[[ EXTRACTED MATERIAL, beginning ]]

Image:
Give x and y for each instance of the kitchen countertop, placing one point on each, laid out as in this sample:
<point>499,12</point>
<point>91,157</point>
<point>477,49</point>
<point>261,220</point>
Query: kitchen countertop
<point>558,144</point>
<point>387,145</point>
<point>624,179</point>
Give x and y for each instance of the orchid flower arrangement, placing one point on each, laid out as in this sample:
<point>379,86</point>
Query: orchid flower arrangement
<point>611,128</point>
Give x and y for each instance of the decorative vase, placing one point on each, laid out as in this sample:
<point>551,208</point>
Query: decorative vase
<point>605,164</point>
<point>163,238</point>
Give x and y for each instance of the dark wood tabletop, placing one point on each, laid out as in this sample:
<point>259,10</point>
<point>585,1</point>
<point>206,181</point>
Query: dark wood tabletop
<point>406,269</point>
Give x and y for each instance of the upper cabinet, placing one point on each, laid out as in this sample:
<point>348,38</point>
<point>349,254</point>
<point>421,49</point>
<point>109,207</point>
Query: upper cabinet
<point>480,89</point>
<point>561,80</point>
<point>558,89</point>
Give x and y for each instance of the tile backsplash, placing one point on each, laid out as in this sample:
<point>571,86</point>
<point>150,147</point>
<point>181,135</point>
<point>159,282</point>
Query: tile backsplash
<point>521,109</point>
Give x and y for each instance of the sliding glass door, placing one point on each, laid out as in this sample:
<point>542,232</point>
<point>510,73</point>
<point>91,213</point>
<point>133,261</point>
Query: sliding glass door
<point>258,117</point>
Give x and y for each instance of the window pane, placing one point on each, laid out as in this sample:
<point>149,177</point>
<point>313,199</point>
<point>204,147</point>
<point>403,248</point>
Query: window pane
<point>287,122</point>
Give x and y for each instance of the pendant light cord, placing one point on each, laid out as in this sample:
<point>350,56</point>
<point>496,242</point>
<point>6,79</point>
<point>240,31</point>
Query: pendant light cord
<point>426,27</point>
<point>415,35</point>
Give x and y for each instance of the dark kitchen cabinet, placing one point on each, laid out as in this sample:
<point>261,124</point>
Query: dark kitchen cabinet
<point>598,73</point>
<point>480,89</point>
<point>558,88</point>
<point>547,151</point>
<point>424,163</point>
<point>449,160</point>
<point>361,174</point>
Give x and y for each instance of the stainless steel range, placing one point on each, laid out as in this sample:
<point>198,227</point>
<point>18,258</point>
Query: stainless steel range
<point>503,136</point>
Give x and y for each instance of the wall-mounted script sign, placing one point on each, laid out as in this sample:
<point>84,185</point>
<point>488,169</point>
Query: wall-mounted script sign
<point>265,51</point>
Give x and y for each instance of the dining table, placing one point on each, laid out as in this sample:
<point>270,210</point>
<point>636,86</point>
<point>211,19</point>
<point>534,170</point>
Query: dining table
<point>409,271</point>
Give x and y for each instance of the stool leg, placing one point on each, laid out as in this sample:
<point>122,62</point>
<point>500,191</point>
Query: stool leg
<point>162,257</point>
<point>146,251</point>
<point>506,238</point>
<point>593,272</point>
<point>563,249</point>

[[ EXTRACTED MATERIAL, end ]]

- WHAT THE TASK REQUIRES:
While keeping every line the same, please copy out all the records.

- ANSWER SPACE:
Image:
Give x and y for each instance of the kitchen countertop, placing one point on each, laid out as in this sample:
<point>499,12</point>
<point>91,157</point>
<point>477,49</point>
<point>261,220</point>
Query: kitchen countertop
<point>558,144</point>
<point>387,145</point>
<point>624,179</point>
Give x and y for each instance of the orchid flower arrangement, placing one point on each, laid out as in this sample:
<point>379,86</point>
Query: orchid flower arrangement
<point>611,128</point>
Give x and y for each instance of the decorative vase, placing one point on each, laid out as in this sample:
<point>551,208</point>
Query: decorative vase
<point>605,164</point>
<point>163,238</point>
Give x and y for each instance of the dark wood tabletop, placing one point on each, laid out as in this sample:
<point>259,10</point>
<point>585,1</point>
<point>206,181</point>
Query: dark wood tabletop
<point>406,269</point>
Give x and y for each instance of the upper cabinet, placing one point on each, laid out as in this sample:
<point>348,38</point>
<point>349,254</point>
<point>421,49</point>
<point>109,207</point>
Query: upper cabinet
<point>480,89</point>
<point>561,80</point>
<point>558,89</point>
Give x and y for each instance of the tile backsplash, placing one point on each, laid out as in this sample:
<point>571,86</point>
<point>150,147</point>
<point>181,135</point>
<point>159,282</point>
Query: tile backsplash
<point>521,109</point>
Give x and y for each instance of the sliding glass door, placing one point on each, laid out as in this sample:
<point>542,232</point>
<point>510,73</point>
<point>91,213</point>
<point>133,261</point>
Query: sliding glass door
<point>258,117</point>
Give x and y for each instance of the window pane, placing one point on each, laid out as in this sample:
<point>149,177</point>
<point>313,199</point>
<point>204,147</point>
<point>403,248</point>
Query: window pane
<point>287,122</point>
Give x and y for each instance of the pendant light cord, placing one point on each, laid out as in this sample:
<point>350,56</point>
<point>496,242</point>
<point>6,79</point>
<point>240,31</point>
Query: pendant light cord
<point>426,27</point>
<point>415,35</point>
Give x and y for each instance of the dark kitchen cabinet, placing one point on each, laid out as in this sample:
<point>261,124</point>
Query: dark kitchen cabinet
<point>598,73</point>
<point>480,89</point>
<point>558,88</point>
<point>547,151</point>
<point>424,163</point>
<point>449,160</point>
<point>361,174</point>
Give x and y for each instance of the stainless steel range, placing one point on each, laid out as in this sample:
<point>198,227</point>
<point>18,258</point>
Query: stainless steel range
<point>503,136</point>
Give x and y for each instance of the wall-mounted script sign, placing one point on each, laid out as in this sample:
<point>84,185</point>
<point>488,169</point>
Query: wall-mounted script sign
<point>265,51</point>
Give x and y for each instance of the dining table, placing one point on each, laid out as in this sample:
<point>270,210</point>
<point>636,86</point>
<point>211,19</point>
<point>534,170</point>
Query: dining table
<point>409,271</point>
Give x and y for each instance of the stool leg, placing one point on each, laid out as in this sample:
<point>122,62</point>
<point>500,191</point>
Query: stool leg
<point>162,257</point>
<point>146,251</point>
<point>506,238</point>
<point>593,272</point>
<point>563,249</point>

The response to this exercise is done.